Data START
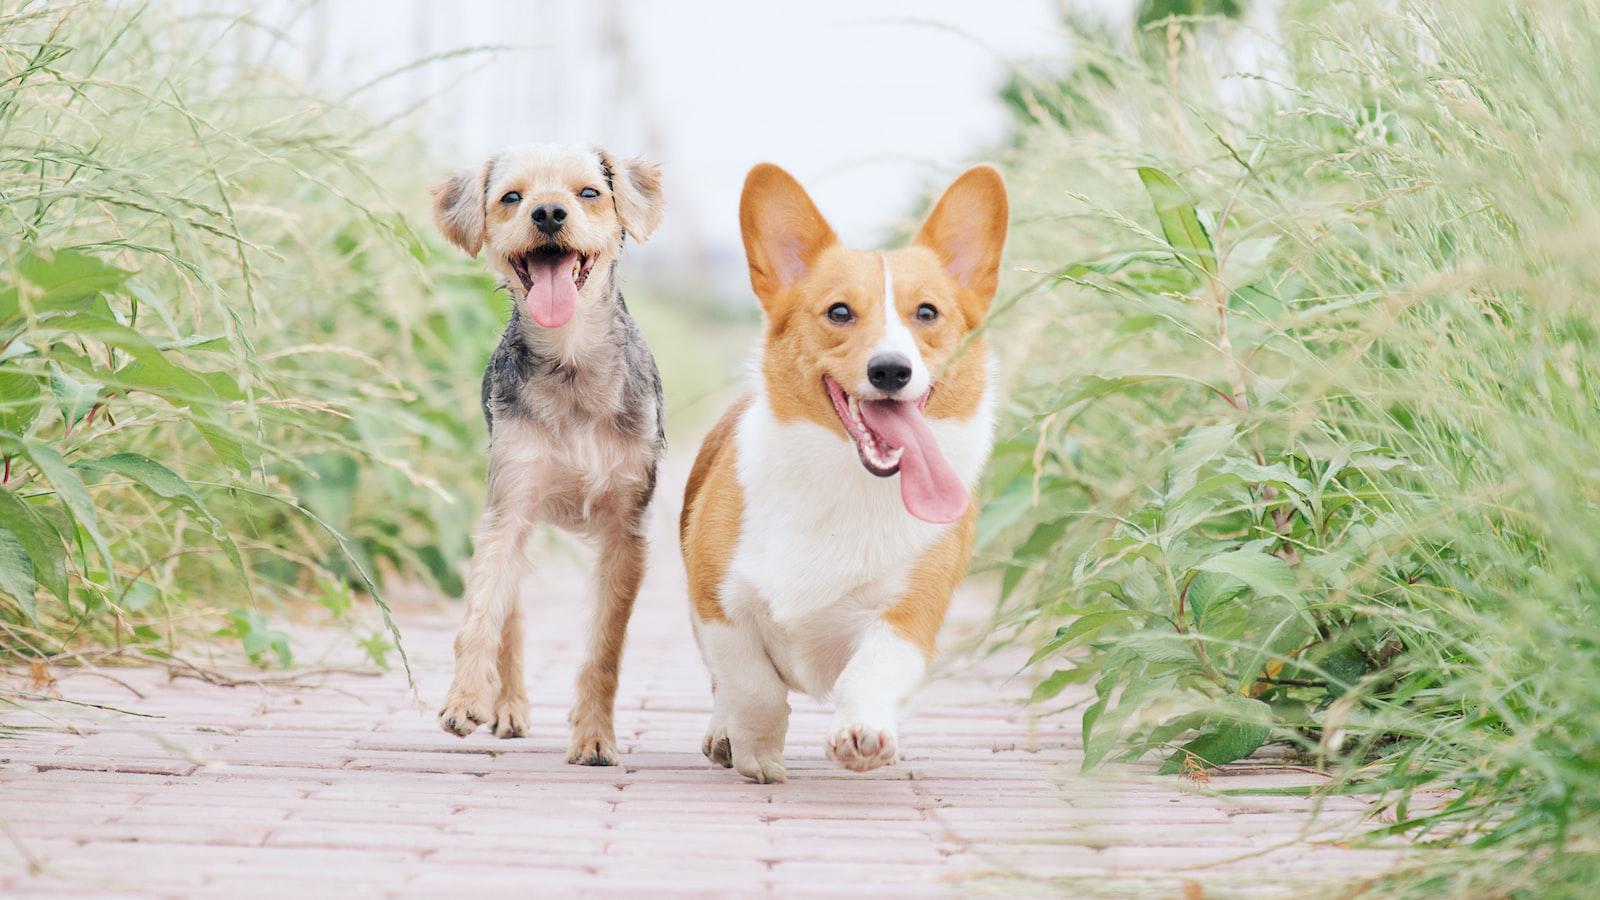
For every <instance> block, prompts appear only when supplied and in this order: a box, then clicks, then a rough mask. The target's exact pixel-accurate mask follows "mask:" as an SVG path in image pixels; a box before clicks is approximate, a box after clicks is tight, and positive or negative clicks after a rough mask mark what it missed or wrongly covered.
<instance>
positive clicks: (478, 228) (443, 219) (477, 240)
mask: <svg viewBox="0 0 1600 900" xmlns="http://www.w3.org/2000/svg"><path fill="white" fill-rule="evenodd" d="M491 165H493V163H491V162H486V163H483V168H480V170H470V168H464V170H461V171H458V173H454V175H451V176H450V178H446V179H443V181H440V183H438V184H435V186H434V224H435V226H437V227H438V232H440V234H443V235H445V239H446V240H450V242H451V243H454V245H456V247H459V248H462V250H466V251H467V256H477V255H478V250H482V248H483V208H485V203H486V202H488V197H485V194H486V192H488V181H490V167H491Z"/></svg>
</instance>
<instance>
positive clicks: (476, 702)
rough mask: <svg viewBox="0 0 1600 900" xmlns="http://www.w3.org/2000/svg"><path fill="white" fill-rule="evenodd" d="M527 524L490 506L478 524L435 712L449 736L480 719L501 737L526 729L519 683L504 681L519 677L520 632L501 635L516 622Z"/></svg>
mask: <svg viewBox="0 0 1600 900" xmlns="http://www.w3.org/2000/svg"><path fill="white" fill-rule="evenodd" d="M528 528H530V524H528V520H526V519H523V517H520V516H504V514H501V512H499V511H496V509H493V508H491V509H488V511H486V512H485V514H483V524H482V525H480V527H478V538H477V549H475V552H474V554H472V573H470V575H469V578H467V620H466V621H464V623H462V626H461V631H459V633H456V677H454V679H453V681H451V684H450V693H446V695H445V705H443V708H440V711H438V724H440V727H442V729H445V730H446V732H450V733H453V735H458V737H467V735H470V733H472V732H474V730H477V727H478V725H485V724H493V725H494V730H496V733H498V735H501V737H518V735H520V732H523V730H525V729H526V716H528V713H526V700H523V698H522V697H523V693H522V684H507V682H506V677H515V679H517V681H518V682H520V681H522V674H520V661H522V653H520V642H522V641H520V639H522V634H520V633H517V634H514V636H507V629H509V628H518V626H520V625H518V618H520V617H517V615H514V613H515V610H517V585H518V583H520V581H522V577H523V573H525V572H526V569H528V564H526V556H525V554H523V552H522V544H523V541H525V540H526V536H528ZM502 652H504V653H502ZM502 657H504V658H502ZM507 663H509V665H507ZM502 676H504V677H502ZM517 719H520V722H517Z"/></svg>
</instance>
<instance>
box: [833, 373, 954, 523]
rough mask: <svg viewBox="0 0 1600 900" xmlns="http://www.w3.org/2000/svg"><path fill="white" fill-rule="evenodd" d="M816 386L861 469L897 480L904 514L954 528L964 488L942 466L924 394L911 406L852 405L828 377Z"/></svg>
mask: <svg viewBox="0 0 1600 900" xmlns="http://www.w3.org/2000/svg"><path fill="white" fill-rule="evenodd" d="M822 386H824V388H826V389H827V396H829V397H830V399H832V400H834V412H837V413H838V421H840V423H843V426H845V432H846V434H850V439H851V440H853V442H854V444H856V453H859V456H861V464H862V466H866V469H867V471H869V472H872V474H875V476H878V477H890V476H893V474H896V472H898V474H899V477H901V500H902V501H904V503H906V511H907V512H910V514H912V516H915V517H918V519H922V520H925V522H938V524H944V522H954V520H957V519H960V517H962V516H963V514H965V512H966V485H965V484H962V479H960V476H957V474H955V469H952V468H950V464H949V463H947V461H946V460H944V453H942V452H941V450H939V444H938V440H934V437H933V429H931V428H928V420H926V418H925V416H923V408H925V407H926V405H928V394H923V396H922V397H918V399H915V400H858V399H856V397H854V396H851V394H846V392H845V389H843V388H840V386H838V381H834V378H832V376H827V375H824V376H822Z"/></svg>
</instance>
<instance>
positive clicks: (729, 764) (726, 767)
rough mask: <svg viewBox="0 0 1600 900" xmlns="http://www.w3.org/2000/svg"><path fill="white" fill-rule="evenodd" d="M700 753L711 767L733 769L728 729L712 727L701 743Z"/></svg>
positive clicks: (715, 725)
mask: <svg viewBox="0 0 1600 900" xmlns="http://www.w3.org/2000/svg"><path fill="white" fill-rule="evenodd" d="M701 753H702V754H704V756H706V759H710V764H712V765H722V767H723V769H733V743H731V741H730V740H728V729H722V727H717V725H712V727H710V730H707V732H706V738H704V740H702V741H701Z"/></svg>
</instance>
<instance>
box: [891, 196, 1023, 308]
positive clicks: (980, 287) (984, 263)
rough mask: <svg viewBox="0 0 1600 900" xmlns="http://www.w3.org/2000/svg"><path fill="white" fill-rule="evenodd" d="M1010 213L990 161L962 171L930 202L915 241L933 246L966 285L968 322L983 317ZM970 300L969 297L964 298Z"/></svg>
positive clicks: (988, 306) (1004, 198)
mask: <svg viewBox="0 0 1600 900" xmlns="http://www.w3.org/2000/svg"><path fill="white" fill-rule="evenodd" d="M1008 216H1010V211H1008V203H1006V195H1005V181H1003V179H1002V178H1000V171H998V170H995V167H992V165H976V167H973V168H970V170H966V171H963V173H962V176H960V178H957V179H955V183H952V184H950V186H949V187H947V189H946V191H944V195H942V197H939V202H938V203H934V205H933V211H931V213H928V219H926V221H925V223H922V231H918V232H917V239H915V242H914V243H917V245H920V247H926V248H930V250H933V251H934V253H936V255H938V256H939V261H941V263H944V269H946V271H947V272H950V277H954V279H955V282H957V283H958V285H960V287H962V288H963V290H965V291H968V298H966V301H963V306H968V304H970V306H971V309H970V312H971V314H973V323H974V325H976V323H978V322H979V320H982V317H984V314H986V312H987V311H989V303H990V301H992V299H994V296H995V288H997V287H998V283H1000V250H1002V248H1003V247H1005V231H1006V218H1008ZM968 301H970V303H968Z"/></svg>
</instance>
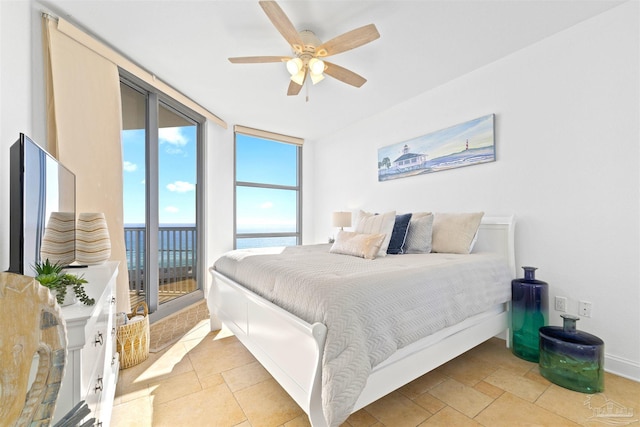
Data END
### [Task directions]
Now transcribe all the entries above exactly, so that no picture is carried over.

### [Response below]
For every <instance> block, prompts appear only when supplied and in this order: a box, then clicks, then a rough mask. The target's exact pixel-accurate mask follows "mask:" as an SVG path in image pixels; a box before clicks is approximate, a box after clicks is tight, and positive or negative clicks after a rough mask mark what it missed or wrongly covered.
<instance>
positive clicks: (478, 228) (443, 219) (477, 240)
mask: <svg viewBox="0 0 1600 900" xmlns="http://www.w3.org/2000/svg"><path fill="white" fill-rule="evenodd" d="M491 165H493V163H491V162H486V163H483V168H480V170H470V168H464V170H461V171H458V173H454V175H451V176H450V178H446V179H443V181H440V183H438V184H435V186H434V224H435V226H437V227H438V232H440V234H443V235H445V239H446V240H450V242H451V243H454V245H456V247H459V248H462V250H466V251H467V256H477V255H478V250H482V248H483V208H485V203H486V202H488V197H485V194H486V192H488V181H490V167H491Z"/></svg>
</instance>
<instance>
positive clicks: (476, 702)
rough mask: <svg viewBox="0 0 1600 900" xmlns="http://www.w3.org/2000/svg"><path fill="white" fill-rule="evenodd" d="M527 524L490 506L478 524L435 712L449 736L480 719L501 737L526 729L519 683L504 681L519 677L520 632L501 635L516 622Z"/></svg>
mask: <svg viewBox="0 0 1600 900" xmlns="http://www.w3.org/2000/svg"><path fill="white" fill-rule="evenodd" d="M528 528H530V524H528V520H526V519H523V517H520V516H504V514H501V512H499V511H496V509H493V508H491V509H488V511H486V512H485V514H483V524H482V525H480V527H478V538H477V549H475V552H474V554H472V573H470V575H469V578H467V620H466V621H464V623H462V626H461V631H459V633H456V677H454V679H453V681H451V684H450V693H446V695H445V705H443V708H440V711H438V724H440V727H442V729H445V730H446V732H450V733H453V735H458V737H467V735H470V733H472V732H474V730H477V727H478V725H485V724H493V725H494V730H496V733H498V735H501V737H518V735H520V732H523V730H525V729H526V716H528V713H526V700H523V698H522V697H523V693H522V684H507V682H506V677H515V679H517V681H518V682H520V681H522V674H520V661H522V653H520V642H522V641H520V639H522V634H520V633H517V634H514V636H507V629H509V628H518V626H520V625H518V618H520V617H517V615H514V613H515V610H517V585H518V583H520V581H522V577H523V573H525V572H526V569H528V564H526V556H525V554H523V552H522V544H523V541H525V540H526V536H528ZM502 652H504V653H502ZM502 657H504V658H502ZM507 663H509V665H507ZM502 676H504V677H502ZM517 719H520V722H517Z"/></svg>
</instance>
<instance>
box: [833, 373, 954, 523]
rough mask: <svg viewBox="0 0 1600 900" xmlns="http://www.w3.org/2000/svg"><path fill="white" fill-rule="evenodd" d="M816 386L861 469L897 480L904 514L954 528L964 488L942 466L924 394L911 406L852 405L828 377Z"/></svg>
mask: <svg viewBox="0 0 1600 900" xmlns="http://www.w3.org/2000/svg"><path fill="white" fill-rule="evenodd" d="M822 386H824V388H826V389H827V396H829V397H830V399H832V400H834V412H837V413H838V421H840V423H843V426H845V432H846V434H850V439H851V440H853V442H854V444H856V453H859V456H861V464H862V466H866V469H867V471H869V472H872V474H875V476H878V477H890V476H893V474H896V472H898V474H899V477H901V500H902V501H904V503H906V511H907V512H910V514H912V516H915V517H918V519H922V520H925V522H938V524H944V522H954V520H957V519H960V517H962V516H963V514H965V512H966V485H965V484H962V479H960V476H957V474H955V469H952V468H950V464H949V463H947V461H946V460H944V453H942V452H941V450H939V444H938V440H934V437H933V429H931V428H928V420H926V418H925V416H923V408H925V407H926V405H928V394H923V396H922V397H918V399H915V400H858V399H856V397H854V396H851V394H846V392H845V389H843V388H840V386H838V381H834V378H832V376H827V375H824V376H822Z"/></svg>
</instance>
<instance>
positive clicks: (729, 764) (726, 767)
rough mask: <svg viewBox="0 0 1600 900" xmlns="http://www.w3.org/2000/svg"><path fill="white" fill-rule="evenodd" d="M700 753L711 767L733 769L728 729L712 727L701 743Z"/></svg>
positive clicks: (715, 725)
mask: <svg viewBox="0 0 1600 900" xmlns="http://www.w3.org/2000/svg"><path fill="white" fill-rule="evenodd" d="M701 753H702V754H704V756H706V759H710V764H712V765H722V767H723V769H733V743H731V741H730V740H728V729H722V727H717V725H712V727H710V730H707V732H706V738H704V740H702V741H701Z"/></svg>
</instance>
<instance>
box: [891, 196, 1023, 308]
positive clicks: (980, 287) (984, 263)
rough mask: <svg viewBox="0 0 1600 900" xmlns="http://www.w3.org/2000/svg"><path fill="white" fill-rule="evenodd" d="M1010 213L990 161L962 171L930 202L915 241L933 246L966 285L968 322L983 317ZM970 300L969 297L964 298Z"/></svg>
positive clicks: (988, 306) (1004, 198)
mask: <svg viewBox="0 0 1600 900" xmlns="http://www.w3.org/2000/svg"><path fill="white" fill-rule="evenodd" d="M1008 216H1010V211H1008V203H1006V195H1005V181H1003V179H1002V178H1000V171H998V170H995V167H992V165H976V167H973V168H970V170H966V171H963V173H962V176H960V178H957V179H955V183H952V184H950V186H949V187H947V189H946V191H944V195H942V197H939V202H938V203H934V205H933V211H931V213H928V219H926V221H925V223H922V231H918V232H917V239H915V242H914V243H917V245H920V247H926V248H930V250H933V251H934V253H936V255H938V256H939V261H941V263H944V269H946V271H947V272H950V277H954V279H955V282H957V283H958V285H960V287H962V288H963V290H965V291H968V298H966V301H963V306H968V304H970V306H971V309H970V312H971V314H973V323H974V325H976V323H978V322H979V320H982V317H984V314H986V312H987V311H989V303H990V301H992V299H994V296H995V288H997V287H998V283H1000V250H1002V248H1003V247H1005V231H1006V218H1008ZM968 301H970V303H968Z"/></svg>
</instance>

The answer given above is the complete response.